▸ Polecenie pisemne
Zaktualizuj wiersze od początku pozycji do wiersza zawierającego „M 137 107 L” włącznie: zamień „black rifle” na „dark rifle”, a całą resztę przepisz bez zmian.

▸ Dostarczony materiał

┌────────

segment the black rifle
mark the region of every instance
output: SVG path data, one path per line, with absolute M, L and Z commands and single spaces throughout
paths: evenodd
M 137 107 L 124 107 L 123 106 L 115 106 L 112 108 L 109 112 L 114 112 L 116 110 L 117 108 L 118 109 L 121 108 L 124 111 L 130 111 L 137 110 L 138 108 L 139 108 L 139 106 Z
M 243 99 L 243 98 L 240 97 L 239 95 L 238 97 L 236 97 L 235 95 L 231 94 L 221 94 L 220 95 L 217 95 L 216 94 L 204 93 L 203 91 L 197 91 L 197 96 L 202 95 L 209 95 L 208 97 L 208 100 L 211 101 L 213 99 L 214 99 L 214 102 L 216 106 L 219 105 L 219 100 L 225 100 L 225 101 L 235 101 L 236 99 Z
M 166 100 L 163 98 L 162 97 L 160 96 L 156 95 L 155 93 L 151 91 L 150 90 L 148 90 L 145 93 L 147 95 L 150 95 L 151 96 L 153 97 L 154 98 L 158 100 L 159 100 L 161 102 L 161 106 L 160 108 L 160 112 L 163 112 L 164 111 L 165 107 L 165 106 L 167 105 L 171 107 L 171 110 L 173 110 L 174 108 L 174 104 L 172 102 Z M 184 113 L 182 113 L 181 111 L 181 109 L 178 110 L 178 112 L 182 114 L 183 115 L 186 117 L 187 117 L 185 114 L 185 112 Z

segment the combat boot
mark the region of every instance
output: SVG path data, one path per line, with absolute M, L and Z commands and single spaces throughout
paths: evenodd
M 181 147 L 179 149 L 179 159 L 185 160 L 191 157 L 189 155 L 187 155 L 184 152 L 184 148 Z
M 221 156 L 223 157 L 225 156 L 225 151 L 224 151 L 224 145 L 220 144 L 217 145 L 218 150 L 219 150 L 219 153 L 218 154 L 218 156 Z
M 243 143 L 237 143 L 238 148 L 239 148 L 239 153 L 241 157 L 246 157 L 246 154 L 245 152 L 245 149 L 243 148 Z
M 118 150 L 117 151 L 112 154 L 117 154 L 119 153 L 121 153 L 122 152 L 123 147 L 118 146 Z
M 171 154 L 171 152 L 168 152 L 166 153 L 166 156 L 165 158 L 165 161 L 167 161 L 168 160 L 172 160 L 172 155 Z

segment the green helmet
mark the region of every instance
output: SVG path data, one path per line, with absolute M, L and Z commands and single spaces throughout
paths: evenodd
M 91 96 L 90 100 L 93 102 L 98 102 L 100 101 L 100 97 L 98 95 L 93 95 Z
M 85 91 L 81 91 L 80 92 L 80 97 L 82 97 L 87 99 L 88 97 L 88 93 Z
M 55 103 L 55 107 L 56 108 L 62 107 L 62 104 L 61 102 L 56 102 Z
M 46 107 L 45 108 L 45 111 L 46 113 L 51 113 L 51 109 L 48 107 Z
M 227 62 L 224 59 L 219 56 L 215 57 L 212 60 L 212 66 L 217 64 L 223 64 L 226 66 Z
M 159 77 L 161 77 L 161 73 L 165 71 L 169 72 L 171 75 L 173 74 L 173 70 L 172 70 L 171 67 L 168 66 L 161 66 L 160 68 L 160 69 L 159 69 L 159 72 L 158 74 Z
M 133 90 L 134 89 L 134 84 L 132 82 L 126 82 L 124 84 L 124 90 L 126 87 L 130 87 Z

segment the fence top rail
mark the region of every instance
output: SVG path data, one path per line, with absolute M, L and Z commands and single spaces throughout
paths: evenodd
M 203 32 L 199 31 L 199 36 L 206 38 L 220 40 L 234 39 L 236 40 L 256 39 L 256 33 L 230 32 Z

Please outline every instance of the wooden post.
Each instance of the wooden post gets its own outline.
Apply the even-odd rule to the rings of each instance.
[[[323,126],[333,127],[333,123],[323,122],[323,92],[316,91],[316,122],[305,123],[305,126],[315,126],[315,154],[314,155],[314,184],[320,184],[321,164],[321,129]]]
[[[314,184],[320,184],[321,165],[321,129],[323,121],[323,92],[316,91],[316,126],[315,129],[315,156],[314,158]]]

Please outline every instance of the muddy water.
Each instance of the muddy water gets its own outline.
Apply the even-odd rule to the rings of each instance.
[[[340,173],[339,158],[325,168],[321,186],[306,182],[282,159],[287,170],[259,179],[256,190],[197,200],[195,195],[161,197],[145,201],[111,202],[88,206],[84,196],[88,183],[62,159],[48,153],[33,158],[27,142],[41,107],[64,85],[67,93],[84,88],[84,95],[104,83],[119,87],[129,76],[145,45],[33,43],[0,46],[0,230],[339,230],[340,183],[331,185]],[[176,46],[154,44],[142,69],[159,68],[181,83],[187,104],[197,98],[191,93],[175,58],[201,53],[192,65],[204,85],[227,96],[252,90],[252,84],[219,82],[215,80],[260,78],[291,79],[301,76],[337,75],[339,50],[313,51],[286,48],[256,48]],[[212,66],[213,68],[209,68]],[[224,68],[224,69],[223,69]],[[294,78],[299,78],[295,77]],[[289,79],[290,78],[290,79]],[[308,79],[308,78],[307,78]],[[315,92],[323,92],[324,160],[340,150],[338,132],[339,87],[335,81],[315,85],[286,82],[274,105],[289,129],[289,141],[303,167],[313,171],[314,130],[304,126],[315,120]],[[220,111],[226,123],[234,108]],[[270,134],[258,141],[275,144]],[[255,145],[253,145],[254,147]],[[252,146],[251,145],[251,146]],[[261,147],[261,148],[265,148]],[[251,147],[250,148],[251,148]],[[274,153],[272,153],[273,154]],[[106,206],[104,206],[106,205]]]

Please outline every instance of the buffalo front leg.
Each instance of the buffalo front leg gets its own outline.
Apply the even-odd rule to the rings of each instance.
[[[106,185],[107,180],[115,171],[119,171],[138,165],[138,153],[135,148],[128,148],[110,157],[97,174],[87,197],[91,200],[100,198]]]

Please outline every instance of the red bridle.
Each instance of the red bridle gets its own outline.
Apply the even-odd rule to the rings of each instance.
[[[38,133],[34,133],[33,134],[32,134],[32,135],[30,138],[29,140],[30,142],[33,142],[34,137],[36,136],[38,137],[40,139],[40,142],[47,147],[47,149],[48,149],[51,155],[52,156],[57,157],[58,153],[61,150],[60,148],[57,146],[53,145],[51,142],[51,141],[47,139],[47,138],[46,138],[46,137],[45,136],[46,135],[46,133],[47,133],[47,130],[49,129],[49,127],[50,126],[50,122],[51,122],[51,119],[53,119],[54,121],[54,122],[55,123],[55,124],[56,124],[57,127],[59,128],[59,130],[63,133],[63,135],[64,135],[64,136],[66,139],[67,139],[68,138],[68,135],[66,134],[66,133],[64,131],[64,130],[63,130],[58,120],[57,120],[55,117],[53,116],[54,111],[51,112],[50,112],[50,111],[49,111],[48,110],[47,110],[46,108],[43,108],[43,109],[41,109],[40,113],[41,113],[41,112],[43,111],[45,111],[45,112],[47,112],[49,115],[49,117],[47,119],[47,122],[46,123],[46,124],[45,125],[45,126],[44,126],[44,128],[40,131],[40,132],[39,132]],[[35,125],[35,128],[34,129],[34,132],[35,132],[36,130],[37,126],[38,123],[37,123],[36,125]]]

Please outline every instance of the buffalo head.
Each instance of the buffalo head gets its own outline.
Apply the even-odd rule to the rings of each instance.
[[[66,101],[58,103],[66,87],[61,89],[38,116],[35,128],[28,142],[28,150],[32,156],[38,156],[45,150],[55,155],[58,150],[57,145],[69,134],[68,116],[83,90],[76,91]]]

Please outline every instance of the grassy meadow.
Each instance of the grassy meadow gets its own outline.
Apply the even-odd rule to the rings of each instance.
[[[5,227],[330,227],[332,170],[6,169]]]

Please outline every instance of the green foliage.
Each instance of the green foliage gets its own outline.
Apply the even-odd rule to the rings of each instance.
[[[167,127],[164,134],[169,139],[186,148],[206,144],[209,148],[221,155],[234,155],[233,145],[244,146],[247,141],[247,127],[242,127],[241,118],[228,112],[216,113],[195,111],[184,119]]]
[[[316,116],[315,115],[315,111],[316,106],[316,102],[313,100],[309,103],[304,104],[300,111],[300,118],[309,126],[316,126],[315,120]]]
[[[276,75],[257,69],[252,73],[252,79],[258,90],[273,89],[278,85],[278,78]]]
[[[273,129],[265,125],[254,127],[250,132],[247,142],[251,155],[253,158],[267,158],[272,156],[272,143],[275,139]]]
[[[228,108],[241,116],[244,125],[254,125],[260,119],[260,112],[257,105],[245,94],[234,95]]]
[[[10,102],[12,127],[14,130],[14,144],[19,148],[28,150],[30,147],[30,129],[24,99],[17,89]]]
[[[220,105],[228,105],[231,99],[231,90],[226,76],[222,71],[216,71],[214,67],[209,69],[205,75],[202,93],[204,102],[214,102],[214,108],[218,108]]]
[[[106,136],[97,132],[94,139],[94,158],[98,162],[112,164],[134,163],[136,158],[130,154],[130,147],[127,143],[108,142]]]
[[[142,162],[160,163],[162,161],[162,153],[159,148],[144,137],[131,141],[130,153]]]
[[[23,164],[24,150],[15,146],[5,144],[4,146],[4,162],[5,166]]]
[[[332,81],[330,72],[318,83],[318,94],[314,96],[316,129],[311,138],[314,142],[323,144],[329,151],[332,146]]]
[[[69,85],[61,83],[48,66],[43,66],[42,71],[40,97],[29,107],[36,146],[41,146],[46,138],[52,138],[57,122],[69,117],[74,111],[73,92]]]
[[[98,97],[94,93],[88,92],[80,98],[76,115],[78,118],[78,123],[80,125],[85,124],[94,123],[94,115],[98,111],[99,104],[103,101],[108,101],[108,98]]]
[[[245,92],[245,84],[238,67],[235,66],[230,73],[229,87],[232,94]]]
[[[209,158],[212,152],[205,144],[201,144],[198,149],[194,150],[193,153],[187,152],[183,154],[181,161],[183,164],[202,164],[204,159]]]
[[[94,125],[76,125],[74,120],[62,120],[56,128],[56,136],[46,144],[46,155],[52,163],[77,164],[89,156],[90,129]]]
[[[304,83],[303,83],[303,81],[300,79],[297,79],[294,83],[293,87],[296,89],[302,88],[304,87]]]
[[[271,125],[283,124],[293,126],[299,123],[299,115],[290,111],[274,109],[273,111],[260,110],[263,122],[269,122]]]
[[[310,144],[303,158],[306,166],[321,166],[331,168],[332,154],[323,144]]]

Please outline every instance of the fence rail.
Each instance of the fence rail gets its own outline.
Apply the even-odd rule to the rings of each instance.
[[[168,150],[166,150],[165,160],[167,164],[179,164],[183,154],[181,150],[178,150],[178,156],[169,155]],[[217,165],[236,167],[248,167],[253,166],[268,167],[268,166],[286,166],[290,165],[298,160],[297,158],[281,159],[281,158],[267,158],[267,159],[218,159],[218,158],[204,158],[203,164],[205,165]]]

└────────

▸ Wynik zadania
segment the dark rifle
mark the region of every instance
output: SVG path data, one path per line, with absolute M, L and Z commands and single spaces throughout
paths: evenodd
M 137 107 L 124 107 L 123 106 L 115 106 L 112 108 L 109 112 L 114 112 L 116 110 L 117 108 L 118 109 L 121 108 L 124 111 L 130 111 L 137 110 L 138 108 L 139 108 L 139 106 Z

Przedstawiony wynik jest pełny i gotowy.